* [Document segment]
• • • •

- Researchers at DEF CON recently demonstrated that snooping gear could be hidden inside charging stations commonly found in airports and other public places.
- The researchers showed how hackers could rig a USB cord to catch everything that appears on a smartphone screen, including PIN, bank passwords and personal emails and texts, according to NBC News.
- Though it does not appear the public charging scam is common at this point, experts suggest using a personal portable charger rather than a public charging station.
"Awareness is key," said Brian Markus, CEO of Aries Security, the firm that conducted the research. "People should be aware that plugging in their phone to a connection of even a friend of theirs could be dangerous because they don't know if their friend['s phone] has an infection or has had their device tampered with."
Educating mobile workers about the dangers of threats like public charging stations or unsecured Wi-Fi hotspots is critical to protecting the enterprise. While most mobile user activity is for personal use, people can still sometimes access proprietary information that can threaten the integrity of enterprise data security.
In June, Avast Software conducted an experiment to see how many people would log on to free, unsecured Wi-Fi hotspots near the site of the Republican National Convention in Cleveland. More than 1,200 people connected to the fake Wi-Fi networks set up by Avast Software, the researchers said. Of the people who connected to the networks, Avast found 68% left their personal information exposed.

• • • •

* [Input data]
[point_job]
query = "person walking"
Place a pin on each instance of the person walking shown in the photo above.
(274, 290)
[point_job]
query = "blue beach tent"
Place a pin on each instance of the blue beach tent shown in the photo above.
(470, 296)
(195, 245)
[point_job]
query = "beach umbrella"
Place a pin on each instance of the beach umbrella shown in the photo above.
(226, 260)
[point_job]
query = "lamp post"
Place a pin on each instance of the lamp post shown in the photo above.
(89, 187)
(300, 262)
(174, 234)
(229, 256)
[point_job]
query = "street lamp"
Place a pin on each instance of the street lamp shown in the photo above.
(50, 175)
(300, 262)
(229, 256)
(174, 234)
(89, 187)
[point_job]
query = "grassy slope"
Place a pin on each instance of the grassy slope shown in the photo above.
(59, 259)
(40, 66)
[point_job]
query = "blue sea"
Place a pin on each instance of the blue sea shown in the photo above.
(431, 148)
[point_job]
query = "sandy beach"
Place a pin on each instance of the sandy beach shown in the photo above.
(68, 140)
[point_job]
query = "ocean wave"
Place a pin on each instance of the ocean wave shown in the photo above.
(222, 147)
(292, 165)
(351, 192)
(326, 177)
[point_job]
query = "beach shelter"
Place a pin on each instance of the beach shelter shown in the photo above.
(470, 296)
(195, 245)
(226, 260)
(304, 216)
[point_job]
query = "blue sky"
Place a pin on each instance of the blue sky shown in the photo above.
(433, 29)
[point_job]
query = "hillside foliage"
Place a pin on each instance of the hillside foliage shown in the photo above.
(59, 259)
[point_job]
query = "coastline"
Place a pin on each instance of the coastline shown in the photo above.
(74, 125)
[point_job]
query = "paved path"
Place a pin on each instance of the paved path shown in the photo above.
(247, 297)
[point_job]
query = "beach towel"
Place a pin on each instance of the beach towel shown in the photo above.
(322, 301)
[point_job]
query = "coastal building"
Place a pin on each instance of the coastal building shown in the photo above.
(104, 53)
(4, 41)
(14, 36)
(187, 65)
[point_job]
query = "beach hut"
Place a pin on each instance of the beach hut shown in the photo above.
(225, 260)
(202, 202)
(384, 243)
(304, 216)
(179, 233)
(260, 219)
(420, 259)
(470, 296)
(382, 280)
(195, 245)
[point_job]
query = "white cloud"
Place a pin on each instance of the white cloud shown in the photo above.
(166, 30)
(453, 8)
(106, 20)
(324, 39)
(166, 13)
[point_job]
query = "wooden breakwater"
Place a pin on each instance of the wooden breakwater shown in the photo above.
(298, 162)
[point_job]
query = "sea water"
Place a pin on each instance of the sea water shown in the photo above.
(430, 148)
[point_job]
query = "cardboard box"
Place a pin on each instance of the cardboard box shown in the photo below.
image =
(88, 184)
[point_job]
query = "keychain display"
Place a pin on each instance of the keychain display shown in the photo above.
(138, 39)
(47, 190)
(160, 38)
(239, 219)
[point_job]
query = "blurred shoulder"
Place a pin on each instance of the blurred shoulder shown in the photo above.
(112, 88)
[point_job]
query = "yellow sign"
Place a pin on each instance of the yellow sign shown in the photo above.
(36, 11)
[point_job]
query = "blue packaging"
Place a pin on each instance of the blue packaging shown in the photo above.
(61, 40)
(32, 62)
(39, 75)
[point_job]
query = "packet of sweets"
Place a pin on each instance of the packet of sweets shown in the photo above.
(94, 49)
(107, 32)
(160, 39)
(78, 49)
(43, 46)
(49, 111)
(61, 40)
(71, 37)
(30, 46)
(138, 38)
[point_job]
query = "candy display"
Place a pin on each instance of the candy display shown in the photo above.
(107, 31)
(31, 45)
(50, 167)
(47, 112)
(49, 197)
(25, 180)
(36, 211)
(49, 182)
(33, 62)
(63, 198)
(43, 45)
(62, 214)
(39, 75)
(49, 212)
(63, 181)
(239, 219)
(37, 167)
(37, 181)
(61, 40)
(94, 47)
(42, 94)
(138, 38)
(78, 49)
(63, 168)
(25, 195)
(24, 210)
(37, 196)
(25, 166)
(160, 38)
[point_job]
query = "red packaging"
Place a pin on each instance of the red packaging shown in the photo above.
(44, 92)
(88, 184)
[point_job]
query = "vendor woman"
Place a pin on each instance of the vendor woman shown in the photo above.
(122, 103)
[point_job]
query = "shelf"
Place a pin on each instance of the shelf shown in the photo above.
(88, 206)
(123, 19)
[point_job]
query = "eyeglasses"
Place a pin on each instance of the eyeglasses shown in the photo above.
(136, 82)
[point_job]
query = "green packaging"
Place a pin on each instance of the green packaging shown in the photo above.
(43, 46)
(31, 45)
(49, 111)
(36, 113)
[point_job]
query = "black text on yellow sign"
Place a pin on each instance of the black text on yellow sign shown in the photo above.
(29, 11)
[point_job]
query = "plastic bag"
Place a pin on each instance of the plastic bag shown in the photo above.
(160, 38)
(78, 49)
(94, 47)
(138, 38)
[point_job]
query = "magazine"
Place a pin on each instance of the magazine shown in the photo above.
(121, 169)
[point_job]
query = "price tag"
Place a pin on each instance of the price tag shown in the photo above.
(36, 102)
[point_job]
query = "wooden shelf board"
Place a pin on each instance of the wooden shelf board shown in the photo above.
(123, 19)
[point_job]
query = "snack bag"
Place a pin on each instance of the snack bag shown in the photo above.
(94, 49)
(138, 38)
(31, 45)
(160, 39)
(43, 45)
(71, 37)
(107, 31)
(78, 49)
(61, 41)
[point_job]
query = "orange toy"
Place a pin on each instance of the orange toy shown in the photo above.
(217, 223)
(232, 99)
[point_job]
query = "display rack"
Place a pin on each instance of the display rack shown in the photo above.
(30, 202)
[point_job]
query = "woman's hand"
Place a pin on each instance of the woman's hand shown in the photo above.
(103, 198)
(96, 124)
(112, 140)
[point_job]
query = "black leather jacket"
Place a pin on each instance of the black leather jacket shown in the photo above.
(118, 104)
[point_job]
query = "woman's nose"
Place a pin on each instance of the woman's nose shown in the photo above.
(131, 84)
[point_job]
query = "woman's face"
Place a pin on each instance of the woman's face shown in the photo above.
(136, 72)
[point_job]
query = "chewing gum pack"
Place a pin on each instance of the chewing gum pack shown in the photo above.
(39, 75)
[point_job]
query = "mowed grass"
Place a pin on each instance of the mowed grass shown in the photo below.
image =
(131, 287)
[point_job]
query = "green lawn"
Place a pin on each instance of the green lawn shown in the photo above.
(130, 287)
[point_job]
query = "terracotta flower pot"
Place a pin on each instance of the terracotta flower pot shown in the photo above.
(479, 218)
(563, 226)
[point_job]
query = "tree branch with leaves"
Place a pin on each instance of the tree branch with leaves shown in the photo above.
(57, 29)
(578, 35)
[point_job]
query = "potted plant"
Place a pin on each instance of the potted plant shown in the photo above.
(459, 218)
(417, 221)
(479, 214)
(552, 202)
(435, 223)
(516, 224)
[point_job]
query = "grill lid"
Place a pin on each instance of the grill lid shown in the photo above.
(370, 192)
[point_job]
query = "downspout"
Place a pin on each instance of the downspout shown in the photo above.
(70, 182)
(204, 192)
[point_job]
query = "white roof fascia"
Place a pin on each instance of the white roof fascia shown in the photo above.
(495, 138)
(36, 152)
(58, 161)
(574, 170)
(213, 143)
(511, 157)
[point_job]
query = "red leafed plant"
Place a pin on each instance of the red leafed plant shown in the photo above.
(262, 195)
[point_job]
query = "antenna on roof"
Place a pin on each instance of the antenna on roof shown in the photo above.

• • • •

* [Work request 1] In the text on public charging stations, which firm is Brian Markus the CEO of?
* [Work request 2] Please put this sentence from the text on public charging stations into Spanish: "Educating mobile workers about the dangers of threats like public charging stations or unsecured Wi-Fi hotspots is critical to protecting the enterprise."

* [Result 1] Aries Security

* [Result 2] Educar a los trabajadores móviles sobre los peligros de amenazas como las estaciones de carga públicas o los puntos de acceso Wi-Fi no seguros es fundamental para proteger a la empresa.